**Description of the task**
When you copy the entries, keep every word exactly as it is and drop the images.

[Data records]
- - -

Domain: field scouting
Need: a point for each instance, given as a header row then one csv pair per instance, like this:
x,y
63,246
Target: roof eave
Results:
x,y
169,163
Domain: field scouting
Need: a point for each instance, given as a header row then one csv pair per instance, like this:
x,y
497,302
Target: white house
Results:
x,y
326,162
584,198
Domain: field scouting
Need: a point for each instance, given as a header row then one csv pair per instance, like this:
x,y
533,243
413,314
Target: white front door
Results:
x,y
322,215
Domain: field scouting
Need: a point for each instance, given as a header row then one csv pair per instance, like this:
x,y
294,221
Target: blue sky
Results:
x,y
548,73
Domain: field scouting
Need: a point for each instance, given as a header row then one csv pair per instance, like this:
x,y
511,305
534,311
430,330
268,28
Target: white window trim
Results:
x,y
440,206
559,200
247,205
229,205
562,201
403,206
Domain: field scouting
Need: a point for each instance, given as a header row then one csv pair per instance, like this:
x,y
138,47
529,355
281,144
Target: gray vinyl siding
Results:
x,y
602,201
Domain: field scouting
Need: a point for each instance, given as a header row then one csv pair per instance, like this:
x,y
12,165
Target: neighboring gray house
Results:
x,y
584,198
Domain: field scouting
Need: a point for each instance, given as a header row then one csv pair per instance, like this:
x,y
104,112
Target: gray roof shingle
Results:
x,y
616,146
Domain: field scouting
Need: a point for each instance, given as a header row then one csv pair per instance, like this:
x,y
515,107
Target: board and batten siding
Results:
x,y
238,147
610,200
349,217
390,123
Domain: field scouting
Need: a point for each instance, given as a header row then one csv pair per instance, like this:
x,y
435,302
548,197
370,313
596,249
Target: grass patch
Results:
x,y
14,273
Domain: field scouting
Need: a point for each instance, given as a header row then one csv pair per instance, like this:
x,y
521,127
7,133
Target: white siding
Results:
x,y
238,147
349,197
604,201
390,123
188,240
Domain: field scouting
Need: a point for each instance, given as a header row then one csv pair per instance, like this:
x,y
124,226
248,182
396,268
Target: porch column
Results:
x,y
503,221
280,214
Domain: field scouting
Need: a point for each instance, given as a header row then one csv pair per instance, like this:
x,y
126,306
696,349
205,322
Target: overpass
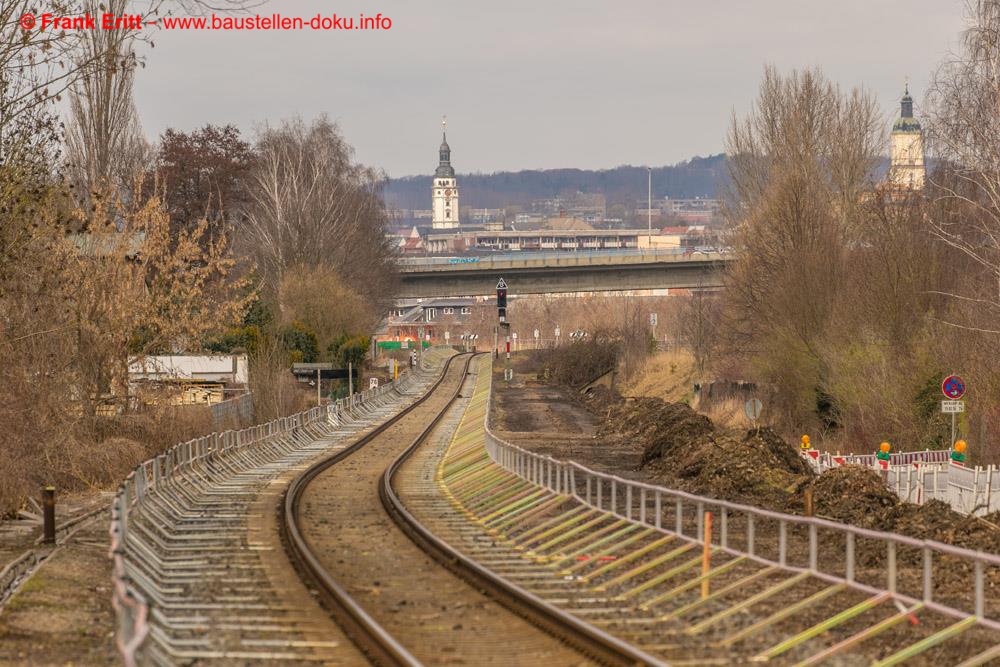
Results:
x,y
529,272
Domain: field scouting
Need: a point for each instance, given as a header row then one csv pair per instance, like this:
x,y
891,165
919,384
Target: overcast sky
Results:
x,y
536,84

- - -

**Response for this exercise**
Domain: field scouting
Need: a point for each instance, given as a header row then one csv pair per instance, like this:
x,y
63,246
Target: roof eave
Results:
x,y
169,163
Domain: field scouting
Need: a point for each instance, given as a header row then one csv pair per instance, like this:
x,y
497,302
Target: white house
Results:
x,y
326,162
584,198
Domain: field scouting
Need: a point for each instance, given as a header row then one csv pair per instance, like this:
x,y
533,243
413,314
Target: white front door
Results:
x,y
322,215
Domain: field scouting
Need: a point for each instance, given as a header row then one csv pair per instance, like this:
x,y
294,221
Target: blue sky
Results:
x,y
548,73
Domain: field scouting
Need: a point for each instance, given as a header row then one csv pair per instance, like this:
x,y
511,305
534,311
430,330
268,28
Target: white window trim
Results:
x,y
440,206
559,200
247,205
229,205
562,201
403,206
Domain: field scouting
Need: a point for each instance, given as a header row then one csv pair per instance, like this:
x,y
138,47
529,355
281,144
Target: gray vinyl siding
Results:
x,y
602,201
Domain: field scouting
Need: a point for each instance, given as a header row then one csv pair per instance, like this:
x,y
12,165
Target: neighboring gray house
Results:
x,y
584,198
Domain: field scouting
Need: a point for each instance, given as a header row then one csv pair per instance, like this:
x,y
104,112
Target: gray roof shingle
Results:
x,y
616,146
Domain: field scouting
Need: a point for each instance, given as a header row then one csv pair per instance, like this:
x,y
515,107
Target: board and batten siding
Results:
x,y
238,147
610,200
349,217
390,123
Domain: field scouting
Need: a point for each instance, given as a header row then one csv pair per instance, like this:
x,y
435,302
548,197
370,313
596,249
Target: grass patch
Results:
x,y
14,273
Domain: field scouting
Need: a point for each instance, given as a header row then one csv pair per instance, like this:
x,y
521,127
7,133
Target: white siding
Results:
x,y
238,147
349,197
604,201
390,123
188,240
Domain: field scouting
Need: a point for each instance, given as a header row then one csv pair per instance, like this:
x,y
124,226
248,182
396,268
Target: porch column
Results:
x,y
503,221
280,214
Domain: field scouting
Need: a point for each instance, given as a header row then one csv pair per instance, like this:
x,y
126,306
696,349
205,322
Target: overpass
Results:
x,y
529,272
Domain: field scouting
Need: a point for each instance, given as a header row then one csv pair per instance, like this:
x,y
891,165
919,384
Target: overcast sky
Results:
x,y
536,84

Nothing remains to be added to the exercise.